REQUIREMENT A:
In the passage on bisphenol A and the kidney, which three outcomes did the meta-analysis by Moreno-Gomez-Toledano et al. find strongly associated with BPA exposure?
REQUIREMENT B:
Write the next part of the passage on bisphenol A and the kidney, picking up after its final sentence.

*** EXCERPT Section Begins ***

Interestingly, a recent study performed by Ruiz-Priego et al. showed that BPA could deregulate autophagy and promotes inflammatory infiltration and tubular and renal fibrosis, showing new BPA-mediated damage pathways [24].

A recent meta-analysis conducted by Moreno-Gomez-Toledano et al. summarised all of the published evidence regarding the effects of exposure to BPA on kidney diseases, highlighting its strong association with the incidence of CKD, albuminuria, and glomerular filtration rate [25].

4. Reducing Bisphenol A in Haemodialysis Patients

Patients on dialysis are at high risk of developing cardiovascular events, a situation that can be aggravated by BPA. For this reason, it is desirable to reduce BPA levels in this population, especially in patients with comorbidities or in low-income countries where the reuse of filters is still common in clinical practice.

*** EXCERPT Section Ends ***
*** DATA TO EXAMINE Section Begins ***

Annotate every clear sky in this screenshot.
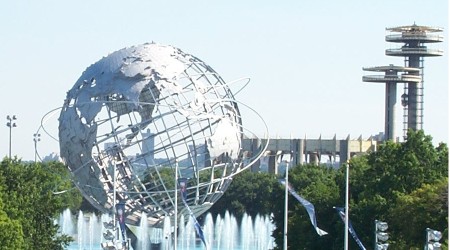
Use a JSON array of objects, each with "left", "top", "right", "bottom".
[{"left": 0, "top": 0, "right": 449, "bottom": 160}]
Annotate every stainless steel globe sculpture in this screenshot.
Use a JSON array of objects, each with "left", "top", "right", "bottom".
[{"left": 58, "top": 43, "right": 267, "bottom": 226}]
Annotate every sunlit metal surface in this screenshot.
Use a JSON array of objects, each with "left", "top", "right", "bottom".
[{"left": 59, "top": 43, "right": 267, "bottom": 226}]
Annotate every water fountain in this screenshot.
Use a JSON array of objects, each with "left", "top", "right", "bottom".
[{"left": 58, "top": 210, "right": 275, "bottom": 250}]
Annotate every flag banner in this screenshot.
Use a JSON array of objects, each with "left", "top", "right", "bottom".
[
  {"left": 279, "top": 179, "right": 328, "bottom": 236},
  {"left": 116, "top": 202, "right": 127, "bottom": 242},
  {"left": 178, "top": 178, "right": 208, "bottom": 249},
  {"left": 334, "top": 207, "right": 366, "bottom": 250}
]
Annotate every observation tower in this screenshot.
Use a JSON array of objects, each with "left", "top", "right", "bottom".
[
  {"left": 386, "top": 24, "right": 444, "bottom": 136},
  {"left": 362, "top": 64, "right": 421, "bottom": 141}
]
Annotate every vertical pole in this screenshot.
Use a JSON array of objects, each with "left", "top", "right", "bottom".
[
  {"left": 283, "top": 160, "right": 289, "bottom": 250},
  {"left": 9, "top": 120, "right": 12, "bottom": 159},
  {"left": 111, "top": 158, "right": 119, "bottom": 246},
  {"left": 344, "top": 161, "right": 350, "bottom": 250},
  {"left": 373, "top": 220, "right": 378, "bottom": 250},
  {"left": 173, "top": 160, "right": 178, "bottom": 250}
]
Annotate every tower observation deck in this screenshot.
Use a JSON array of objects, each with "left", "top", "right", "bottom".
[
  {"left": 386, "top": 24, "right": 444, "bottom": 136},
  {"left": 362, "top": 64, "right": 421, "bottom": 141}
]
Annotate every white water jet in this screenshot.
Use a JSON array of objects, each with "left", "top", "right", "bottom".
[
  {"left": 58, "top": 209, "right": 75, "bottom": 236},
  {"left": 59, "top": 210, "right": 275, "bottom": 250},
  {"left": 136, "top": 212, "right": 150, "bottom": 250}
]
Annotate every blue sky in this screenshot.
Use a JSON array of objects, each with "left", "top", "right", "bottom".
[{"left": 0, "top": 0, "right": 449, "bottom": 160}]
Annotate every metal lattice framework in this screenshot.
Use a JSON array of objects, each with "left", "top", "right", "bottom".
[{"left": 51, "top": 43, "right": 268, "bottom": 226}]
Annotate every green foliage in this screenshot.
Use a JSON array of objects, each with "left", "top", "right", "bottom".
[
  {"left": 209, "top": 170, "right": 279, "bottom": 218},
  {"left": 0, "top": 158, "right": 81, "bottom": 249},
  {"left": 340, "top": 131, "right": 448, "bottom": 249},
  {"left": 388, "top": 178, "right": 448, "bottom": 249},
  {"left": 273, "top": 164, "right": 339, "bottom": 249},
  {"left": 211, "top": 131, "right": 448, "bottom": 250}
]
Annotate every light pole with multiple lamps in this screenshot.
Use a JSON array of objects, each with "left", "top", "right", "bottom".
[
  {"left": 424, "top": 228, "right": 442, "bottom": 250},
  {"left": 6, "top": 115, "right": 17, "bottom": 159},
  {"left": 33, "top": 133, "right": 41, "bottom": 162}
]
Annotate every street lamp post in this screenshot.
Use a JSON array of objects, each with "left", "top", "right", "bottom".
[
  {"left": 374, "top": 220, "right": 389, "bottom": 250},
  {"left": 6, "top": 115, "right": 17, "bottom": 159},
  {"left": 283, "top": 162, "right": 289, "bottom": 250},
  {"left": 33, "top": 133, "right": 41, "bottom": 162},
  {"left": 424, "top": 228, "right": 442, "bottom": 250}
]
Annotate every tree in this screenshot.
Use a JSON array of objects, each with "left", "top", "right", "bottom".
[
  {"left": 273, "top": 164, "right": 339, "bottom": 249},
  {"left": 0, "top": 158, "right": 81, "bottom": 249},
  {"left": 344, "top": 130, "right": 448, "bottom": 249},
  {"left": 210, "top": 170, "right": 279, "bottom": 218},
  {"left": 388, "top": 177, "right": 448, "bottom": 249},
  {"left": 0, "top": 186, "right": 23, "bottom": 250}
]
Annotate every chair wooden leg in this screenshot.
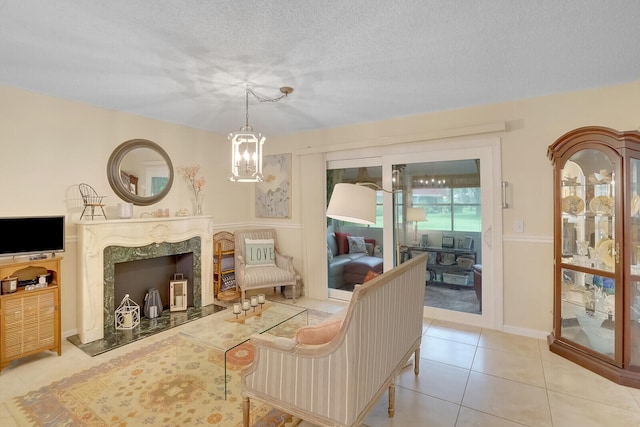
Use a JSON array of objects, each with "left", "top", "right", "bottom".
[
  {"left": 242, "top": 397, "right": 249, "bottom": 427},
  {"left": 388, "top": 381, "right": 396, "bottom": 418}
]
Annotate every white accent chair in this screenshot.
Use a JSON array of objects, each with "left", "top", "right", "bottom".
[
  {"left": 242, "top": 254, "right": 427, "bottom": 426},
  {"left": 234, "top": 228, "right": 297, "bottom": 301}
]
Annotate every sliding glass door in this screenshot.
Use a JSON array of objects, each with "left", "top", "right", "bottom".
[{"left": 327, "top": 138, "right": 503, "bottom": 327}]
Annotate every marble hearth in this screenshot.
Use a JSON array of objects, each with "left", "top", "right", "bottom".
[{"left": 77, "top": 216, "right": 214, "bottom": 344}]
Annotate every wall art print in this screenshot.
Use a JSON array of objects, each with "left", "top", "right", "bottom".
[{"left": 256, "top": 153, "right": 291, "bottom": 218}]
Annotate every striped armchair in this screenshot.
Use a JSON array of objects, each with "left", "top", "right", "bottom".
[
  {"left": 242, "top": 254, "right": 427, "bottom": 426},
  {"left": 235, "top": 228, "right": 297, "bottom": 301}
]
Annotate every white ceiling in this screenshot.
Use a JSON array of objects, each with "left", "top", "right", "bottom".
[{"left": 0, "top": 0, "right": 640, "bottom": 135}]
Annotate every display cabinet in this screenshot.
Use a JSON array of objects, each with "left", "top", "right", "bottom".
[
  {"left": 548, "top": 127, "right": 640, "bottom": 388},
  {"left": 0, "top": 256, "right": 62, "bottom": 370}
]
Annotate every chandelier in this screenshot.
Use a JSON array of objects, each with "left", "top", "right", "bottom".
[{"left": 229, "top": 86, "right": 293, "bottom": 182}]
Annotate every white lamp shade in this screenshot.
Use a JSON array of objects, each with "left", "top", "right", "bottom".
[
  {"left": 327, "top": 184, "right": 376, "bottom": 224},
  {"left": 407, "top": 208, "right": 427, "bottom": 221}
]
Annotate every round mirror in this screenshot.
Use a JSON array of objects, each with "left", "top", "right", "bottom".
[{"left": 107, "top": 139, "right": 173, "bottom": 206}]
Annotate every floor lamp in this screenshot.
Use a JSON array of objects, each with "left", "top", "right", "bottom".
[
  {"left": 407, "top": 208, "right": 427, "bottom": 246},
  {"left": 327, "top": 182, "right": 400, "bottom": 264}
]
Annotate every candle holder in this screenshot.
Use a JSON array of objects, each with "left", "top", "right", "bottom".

*** DATA TO EXAMINE Section Ends ***

EXERCISE ANSWER A:
The incidence of CKD, albuminuria, and glomerular filtration rate.

EXERCISE ANSWER B:
4.1. Changing the Filter

The accumulation of BPA in haemodialysis patients is a consequence of kidney impairment and the use of medical devices with BPA-containing plastics, especially filters. It is important to emphasise that not all filters are manufactured with BPA. For example, polysulfone and polyamide membranes show the highest amounts of BPA [15]. In contrast, polynephron filters are BPA-free dialyzers and, as demonstrated by Mas et al. in a prospective study, their use contributes to reducing BPA levels in dialysis patients [16]. Interestingly, a previous report by the same group demonstrated that the use of a BPA-free membrane (polynephron) decreased BPA concentrations in peripheral blood mononuclear cells in comparison to the use of a polysulfone membrane [26]. In this regard, it is unknown how these BPA-free filters could affect other endocrine disruptors (such as perfluorochemicals) [27].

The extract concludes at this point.